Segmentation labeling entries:
--- start ---
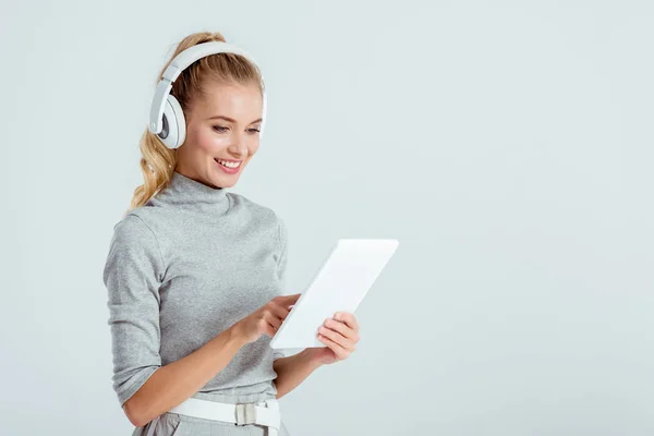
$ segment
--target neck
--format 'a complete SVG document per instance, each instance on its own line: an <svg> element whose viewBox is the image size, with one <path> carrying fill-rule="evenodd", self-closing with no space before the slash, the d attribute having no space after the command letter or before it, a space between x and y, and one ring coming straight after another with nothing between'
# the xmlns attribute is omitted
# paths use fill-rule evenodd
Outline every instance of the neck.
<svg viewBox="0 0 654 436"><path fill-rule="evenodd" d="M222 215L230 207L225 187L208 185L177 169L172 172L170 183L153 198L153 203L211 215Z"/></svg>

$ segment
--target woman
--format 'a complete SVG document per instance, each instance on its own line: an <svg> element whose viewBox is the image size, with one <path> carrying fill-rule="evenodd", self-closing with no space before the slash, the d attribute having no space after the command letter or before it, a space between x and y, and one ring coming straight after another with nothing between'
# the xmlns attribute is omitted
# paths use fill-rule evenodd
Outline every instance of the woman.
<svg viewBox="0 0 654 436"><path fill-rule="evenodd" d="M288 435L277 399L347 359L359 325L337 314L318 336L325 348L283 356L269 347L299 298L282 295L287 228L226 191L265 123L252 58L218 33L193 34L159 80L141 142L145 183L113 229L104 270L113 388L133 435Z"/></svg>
--- end ---
--- start ---
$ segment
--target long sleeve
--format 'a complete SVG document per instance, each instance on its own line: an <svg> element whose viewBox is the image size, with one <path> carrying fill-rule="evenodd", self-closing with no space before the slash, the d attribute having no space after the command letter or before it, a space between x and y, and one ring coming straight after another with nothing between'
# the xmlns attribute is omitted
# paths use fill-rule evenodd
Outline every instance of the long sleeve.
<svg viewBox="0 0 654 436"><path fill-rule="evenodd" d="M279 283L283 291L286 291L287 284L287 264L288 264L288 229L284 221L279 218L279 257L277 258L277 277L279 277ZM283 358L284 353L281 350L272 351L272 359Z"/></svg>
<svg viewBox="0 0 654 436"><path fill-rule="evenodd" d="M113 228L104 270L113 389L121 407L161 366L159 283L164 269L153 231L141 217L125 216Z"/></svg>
--- end ---
_CHALLENGE_
How many lines of the entries above contain the string "long", with case taken into account? Reply with the count alone.

_EXPECTED ANSWER_
2